## EXTRACT PROVIDED
>> START

At this time of year, when many congregations are moving into the Annual Meetings, the Church as a whole looks at the gifts and responsibilities that we are given, and empowered to use, by the Holy Spirit. In Friday’s email came a message from Nora Sanders, General Secretary of the United Church of Canada.   She writes,

“At this time of year, shelter beds are often full to capacity, or beyond capacity. It is one thing to sleep outside under a bridge or in a park in the summer, and something much higher risk in freezing winter temperatures….

“Even as we each wrestle with what we can do to help, I want to give grateful recognition to the work of the United Church’s community ministries who provide shelter, food, and a variety of programs and supports to people who are facing challenges with the basics of life. Emergency shelter may be the most pressing need this time of year, but the services offered are aimed at providing access to a wide range of supports for daily needs and longer term health and education. If you are a supporter of any of these ministries, either directly or as a contributor to the Mission and Service Fund, you are supporting this work. Thank you.

>> END

## YOUR TASKS
A: Summarize the church message above in two sentences.
B: From the church message above, extract the stretch from "At this time of year, when" through "freezing winter temperatures….".

## RAW DATA
>> START

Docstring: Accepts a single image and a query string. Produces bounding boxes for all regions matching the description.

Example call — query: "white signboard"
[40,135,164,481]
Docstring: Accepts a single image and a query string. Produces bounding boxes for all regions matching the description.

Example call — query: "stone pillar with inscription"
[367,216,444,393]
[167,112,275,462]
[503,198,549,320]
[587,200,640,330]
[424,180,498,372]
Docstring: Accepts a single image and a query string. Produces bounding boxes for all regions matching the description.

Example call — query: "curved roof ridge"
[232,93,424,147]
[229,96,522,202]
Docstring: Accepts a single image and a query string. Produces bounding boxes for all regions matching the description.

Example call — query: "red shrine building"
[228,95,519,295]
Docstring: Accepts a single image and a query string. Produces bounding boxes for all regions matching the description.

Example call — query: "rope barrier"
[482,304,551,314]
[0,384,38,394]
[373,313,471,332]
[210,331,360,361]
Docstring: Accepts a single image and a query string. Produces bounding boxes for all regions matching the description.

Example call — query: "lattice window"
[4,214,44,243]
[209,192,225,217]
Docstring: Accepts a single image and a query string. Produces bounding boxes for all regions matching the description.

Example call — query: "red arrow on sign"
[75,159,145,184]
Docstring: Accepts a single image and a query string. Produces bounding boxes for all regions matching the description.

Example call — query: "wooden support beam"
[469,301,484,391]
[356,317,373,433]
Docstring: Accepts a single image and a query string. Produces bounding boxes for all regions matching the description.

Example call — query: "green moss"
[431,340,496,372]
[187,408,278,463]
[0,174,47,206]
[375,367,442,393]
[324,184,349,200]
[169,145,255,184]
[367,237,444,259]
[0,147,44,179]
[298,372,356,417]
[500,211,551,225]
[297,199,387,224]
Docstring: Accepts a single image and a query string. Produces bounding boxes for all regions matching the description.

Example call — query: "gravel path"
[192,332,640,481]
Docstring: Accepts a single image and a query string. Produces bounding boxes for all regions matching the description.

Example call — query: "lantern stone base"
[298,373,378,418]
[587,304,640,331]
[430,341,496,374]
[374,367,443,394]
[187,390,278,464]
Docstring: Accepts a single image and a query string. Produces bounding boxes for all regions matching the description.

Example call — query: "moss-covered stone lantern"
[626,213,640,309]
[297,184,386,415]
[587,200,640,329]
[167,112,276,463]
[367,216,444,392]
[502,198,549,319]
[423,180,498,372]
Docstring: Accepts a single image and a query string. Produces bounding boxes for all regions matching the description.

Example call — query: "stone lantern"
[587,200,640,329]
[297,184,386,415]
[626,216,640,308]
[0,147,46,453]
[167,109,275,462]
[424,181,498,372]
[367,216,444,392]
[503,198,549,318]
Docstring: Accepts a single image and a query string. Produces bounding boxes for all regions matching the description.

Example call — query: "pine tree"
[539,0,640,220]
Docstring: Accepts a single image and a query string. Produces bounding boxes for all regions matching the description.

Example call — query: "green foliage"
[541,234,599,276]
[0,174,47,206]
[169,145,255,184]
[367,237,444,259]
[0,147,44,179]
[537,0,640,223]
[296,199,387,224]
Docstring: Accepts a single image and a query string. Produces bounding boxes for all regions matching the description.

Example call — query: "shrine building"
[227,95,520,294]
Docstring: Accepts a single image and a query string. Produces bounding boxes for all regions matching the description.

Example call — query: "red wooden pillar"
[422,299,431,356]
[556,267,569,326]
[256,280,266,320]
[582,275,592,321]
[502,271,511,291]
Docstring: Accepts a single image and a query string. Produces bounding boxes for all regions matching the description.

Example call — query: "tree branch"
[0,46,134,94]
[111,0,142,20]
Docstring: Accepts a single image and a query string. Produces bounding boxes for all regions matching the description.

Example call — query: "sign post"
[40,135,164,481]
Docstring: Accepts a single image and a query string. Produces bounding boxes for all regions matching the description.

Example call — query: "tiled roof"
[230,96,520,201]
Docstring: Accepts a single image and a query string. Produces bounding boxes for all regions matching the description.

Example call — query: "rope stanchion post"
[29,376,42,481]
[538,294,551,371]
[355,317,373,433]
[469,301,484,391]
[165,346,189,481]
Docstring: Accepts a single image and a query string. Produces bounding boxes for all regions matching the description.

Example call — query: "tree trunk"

>> END

## TASK ANSWERS
A: As many congregations move into their Annual Meetings, the Church looks at the gifts and responsibilities given by the Holy Spirit, and a message arrived from Nora Sanders, General Secretary of the United Church of Canada. She notes that shelter beds are often full at this time of year, and she gives grateful recognition to the United Church's community ministries that provide shelter, food, programs and supports, thanking those who support them directly or through the Mission and Service Fund.

B:
At this time of year, when many congregations are moving into the Annual Meetings, the Church as a whole looks at the gifts and responsibilities that we are given, and empowered to use, by the Holy Spirit. In Friday’s email came a message from Nora Sanders, General Secretary of the United Church of Canada.   She writes,

“At this time of year, shelter beds are often full to capacity, or beyond capacity. It is one thing to sleep outside under a bridge or in a park in the summer, and something much higher risk in freezing winter temperatures….